[Point placement data]
## BEGIN
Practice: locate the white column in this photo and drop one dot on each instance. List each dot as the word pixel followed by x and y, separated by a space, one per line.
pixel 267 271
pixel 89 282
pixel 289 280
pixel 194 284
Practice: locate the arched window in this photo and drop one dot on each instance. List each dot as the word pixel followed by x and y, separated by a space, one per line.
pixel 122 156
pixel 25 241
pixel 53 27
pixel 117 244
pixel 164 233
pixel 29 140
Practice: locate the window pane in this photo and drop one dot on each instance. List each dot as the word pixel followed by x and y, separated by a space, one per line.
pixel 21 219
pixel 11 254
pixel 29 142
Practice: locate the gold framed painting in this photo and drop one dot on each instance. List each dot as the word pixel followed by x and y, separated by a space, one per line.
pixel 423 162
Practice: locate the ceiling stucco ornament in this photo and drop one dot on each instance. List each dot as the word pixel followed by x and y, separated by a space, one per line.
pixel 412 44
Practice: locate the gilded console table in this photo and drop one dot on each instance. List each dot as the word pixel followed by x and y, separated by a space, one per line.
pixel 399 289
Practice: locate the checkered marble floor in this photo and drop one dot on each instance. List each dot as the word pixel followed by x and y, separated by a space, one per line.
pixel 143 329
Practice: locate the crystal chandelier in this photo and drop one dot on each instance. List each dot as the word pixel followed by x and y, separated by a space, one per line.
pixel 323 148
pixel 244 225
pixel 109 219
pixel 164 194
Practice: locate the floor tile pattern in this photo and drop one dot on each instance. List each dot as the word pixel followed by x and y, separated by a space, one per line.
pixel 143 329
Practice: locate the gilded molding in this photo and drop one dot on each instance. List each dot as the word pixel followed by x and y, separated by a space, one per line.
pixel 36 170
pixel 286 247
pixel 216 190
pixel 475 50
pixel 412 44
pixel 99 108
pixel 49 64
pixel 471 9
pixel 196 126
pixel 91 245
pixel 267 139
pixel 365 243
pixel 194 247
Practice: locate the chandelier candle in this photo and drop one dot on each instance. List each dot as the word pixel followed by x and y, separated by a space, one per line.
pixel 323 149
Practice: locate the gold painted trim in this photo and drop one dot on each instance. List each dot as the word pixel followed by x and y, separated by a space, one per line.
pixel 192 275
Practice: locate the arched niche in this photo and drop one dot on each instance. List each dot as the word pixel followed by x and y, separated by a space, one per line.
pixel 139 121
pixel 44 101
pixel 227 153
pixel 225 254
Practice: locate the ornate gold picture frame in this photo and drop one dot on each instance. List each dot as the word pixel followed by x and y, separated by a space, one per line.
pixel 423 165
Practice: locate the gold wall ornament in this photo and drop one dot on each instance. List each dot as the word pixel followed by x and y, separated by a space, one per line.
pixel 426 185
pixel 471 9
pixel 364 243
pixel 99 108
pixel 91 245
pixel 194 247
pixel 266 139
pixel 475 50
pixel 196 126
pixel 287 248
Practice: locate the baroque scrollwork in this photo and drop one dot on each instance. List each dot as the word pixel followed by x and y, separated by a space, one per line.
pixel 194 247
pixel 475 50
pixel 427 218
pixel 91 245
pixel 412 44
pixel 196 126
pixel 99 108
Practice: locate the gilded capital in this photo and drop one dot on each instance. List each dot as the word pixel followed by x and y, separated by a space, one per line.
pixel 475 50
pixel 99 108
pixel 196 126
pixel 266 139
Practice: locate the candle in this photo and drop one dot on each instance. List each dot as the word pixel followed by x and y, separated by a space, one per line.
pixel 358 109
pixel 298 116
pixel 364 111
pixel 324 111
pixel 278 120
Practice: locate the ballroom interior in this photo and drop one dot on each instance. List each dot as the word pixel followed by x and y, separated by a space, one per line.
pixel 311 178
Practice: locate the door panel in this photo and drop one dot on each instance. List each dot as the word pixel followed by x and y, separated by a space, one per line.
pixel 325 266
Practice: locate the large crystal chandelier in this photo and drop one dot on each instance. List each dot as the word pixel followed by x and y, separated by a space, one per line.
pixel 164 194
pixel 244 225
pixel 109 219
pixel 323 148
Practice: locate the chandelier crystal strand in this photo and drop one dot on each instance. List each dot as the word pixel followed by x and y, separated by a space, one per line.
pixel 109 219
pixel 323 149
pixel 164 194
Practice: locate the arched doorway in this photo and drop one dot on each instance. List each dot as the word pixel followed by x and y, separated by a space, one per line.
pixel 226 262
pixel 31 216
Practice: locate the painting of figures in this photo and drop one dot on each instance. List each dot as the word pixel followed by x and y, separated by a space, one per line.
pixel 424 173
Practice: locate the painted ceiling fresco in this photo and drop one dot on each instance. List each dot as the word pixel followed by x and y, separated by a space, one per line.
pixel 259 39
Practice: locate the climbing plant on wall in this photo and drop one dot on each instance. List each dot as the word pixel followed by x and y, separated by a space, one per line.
## END
#### [EXERCISE BRIEF]
Copy the stretch from the start of the data through the line containing "pixel 29 140", swapping "arched window" for "rounded window" and leaving everything else unchanged.

#### [CORRECT ANSWER]
Practice: locate the white column in this photo and drop one dot on each instance. List each dot as the word pixel followed by x and y, separated by a space, one per line.
pixel 267 271
pixel 89 282
pixel 289 280
pixel 194 284
Practice: locate the rounded window in this photo and drop one dot on each instance. List each dot as the word pixel followed by x and y, separated by a space, one per line.
pixel 122 156
pixel 25 241
pixel 53 27
pixel 117 244
pixel 164 233
pixel 29 140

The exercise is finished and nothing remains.